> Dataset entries

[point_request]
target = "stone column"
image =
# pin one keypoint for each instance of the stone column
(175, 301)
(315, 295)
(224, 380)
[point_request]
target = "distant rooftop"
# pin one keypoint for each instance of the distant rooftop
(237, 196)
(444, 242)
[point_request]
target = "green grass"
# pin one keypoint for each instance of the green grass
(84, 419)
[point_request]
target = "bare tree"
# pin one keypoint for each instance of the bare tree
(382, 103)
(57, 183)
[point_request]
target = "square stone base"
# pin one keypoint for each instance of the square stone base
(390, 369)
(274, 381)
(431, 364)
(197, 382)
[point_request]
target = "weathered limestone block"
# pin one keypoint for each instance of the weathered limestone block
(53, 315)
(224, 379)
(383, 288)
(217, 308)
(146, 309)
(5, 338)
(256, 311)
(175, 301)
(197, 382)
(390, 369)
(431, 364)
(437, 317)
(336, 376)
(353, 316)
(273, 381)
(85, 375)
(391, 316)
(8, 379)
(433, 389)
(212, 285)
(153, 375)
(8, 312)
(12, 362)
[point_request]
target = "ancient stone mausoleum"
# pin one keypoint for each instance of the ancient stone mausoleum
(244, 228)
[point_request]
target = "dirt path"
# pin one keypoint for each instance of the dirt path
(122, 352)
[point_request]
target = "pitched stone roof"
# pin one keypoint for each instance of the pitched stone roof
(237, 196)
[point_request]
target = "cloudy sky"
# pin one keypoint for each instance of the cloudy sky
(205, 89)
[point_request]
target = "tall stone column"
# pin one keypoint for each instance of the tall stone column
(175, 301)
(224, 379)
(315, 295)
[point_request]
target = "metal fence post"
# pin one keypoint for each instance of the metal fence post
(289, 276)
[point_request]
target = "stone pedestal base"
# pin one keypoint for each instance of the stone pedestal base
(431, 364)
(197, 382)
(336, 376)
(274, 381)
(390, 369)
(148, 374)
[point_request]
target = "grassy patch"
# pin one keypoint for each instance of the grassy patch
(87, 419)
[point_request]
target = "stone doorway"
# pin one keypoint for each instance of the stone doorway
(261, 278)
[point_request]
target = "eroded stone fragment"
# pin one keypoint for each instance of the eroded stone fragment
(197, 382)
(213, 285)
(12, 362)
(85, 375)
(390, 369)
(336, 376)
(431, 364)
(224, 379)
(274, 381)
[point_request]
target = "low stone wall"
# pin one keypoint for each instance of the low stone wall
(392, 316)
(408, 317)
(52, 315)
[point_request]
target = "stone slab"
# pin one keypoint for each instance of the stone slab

--

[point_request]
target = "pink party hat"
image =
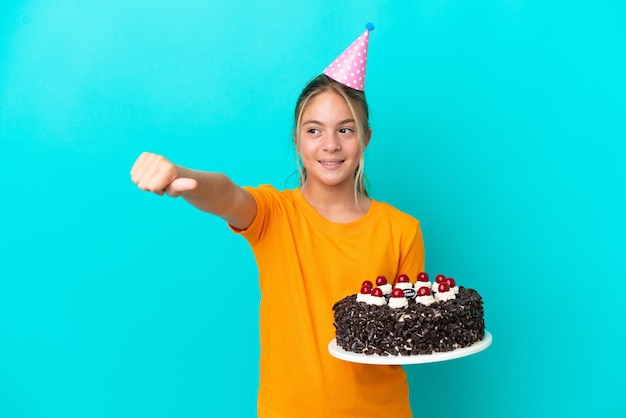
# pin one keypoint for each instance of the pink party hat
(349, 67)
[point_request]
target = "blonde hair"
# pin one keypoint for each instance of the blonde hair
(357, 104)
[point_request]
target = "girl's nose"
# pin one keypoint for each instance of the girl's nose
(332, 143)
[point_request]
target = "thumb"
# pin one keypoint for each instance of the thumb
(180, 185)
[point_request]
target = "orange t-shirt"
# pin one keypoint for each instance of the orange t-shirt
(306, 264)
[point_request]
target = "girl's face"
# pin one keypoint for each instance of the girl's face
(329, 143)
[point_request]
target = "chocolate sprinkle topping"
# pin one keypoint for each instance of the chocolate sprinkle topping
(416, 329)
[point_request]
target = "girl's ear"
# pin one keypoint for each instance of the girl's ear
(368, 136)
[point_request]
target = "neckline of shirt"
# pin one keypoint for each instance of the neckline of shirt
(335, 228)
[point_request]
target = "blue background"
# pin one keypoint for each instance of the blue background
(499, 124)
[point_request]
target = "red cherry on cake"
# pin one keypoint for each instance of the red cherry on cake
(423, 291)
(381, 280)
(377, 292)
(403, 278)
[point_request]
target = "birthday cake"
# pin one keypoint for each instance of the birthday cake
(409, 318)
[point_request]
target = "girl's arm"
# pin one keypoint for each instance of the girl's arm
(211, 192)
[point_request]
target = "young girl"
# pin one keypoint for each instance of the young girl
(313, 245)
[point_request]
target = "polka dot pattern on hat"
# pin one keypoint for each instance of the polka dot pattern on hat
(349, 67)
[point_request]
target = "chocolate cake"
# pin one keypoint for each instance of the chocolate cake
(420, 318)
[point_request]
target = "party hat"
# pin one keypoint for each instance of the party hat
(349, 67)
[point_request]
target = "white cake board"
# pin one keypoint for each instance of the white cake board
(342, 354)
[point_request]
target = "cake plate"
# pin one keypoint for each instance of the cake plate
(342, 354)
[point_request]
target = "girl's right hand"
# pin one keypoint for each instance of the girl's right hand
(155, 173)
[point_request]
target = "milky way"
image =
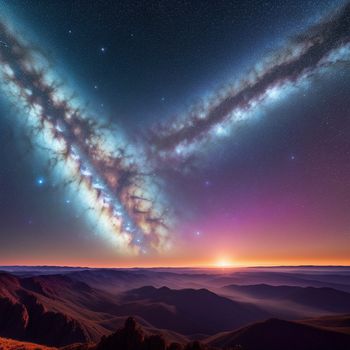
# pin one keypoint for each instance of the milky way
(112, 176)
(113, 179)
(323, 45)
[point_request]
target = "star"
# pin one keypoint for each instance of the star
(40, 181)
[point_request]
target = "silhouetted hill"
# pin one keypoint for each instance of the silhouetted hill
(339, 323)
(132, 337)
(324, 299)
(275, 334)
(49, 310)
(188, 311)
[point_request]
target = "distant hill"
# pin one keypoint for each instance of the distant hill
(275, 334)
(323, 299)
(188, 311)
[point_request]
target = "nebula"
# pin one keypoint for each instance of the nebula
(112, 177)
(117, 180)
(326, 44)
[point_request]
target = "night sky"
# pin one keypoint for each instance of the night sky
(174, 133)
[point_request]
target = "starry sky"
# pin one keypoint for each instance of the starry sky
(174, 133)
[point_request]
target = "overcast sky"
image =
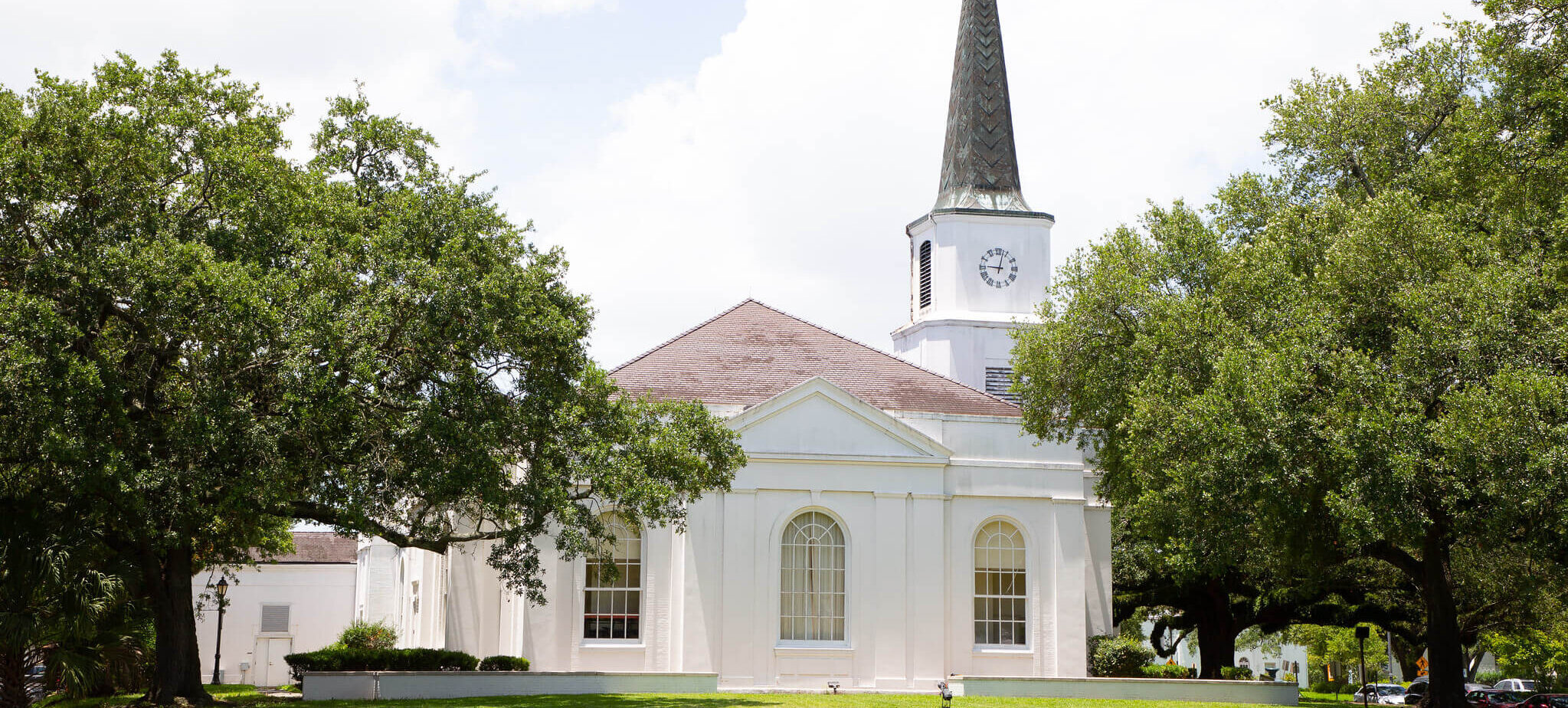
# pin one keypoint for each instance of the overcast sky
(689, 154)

> What is needed
Please pull out every line of the records above that contains the string "blue", treating uppercase and lowercase as different.

> Full response
target = "blue background"
# pin one keypoint for each instance of the blue background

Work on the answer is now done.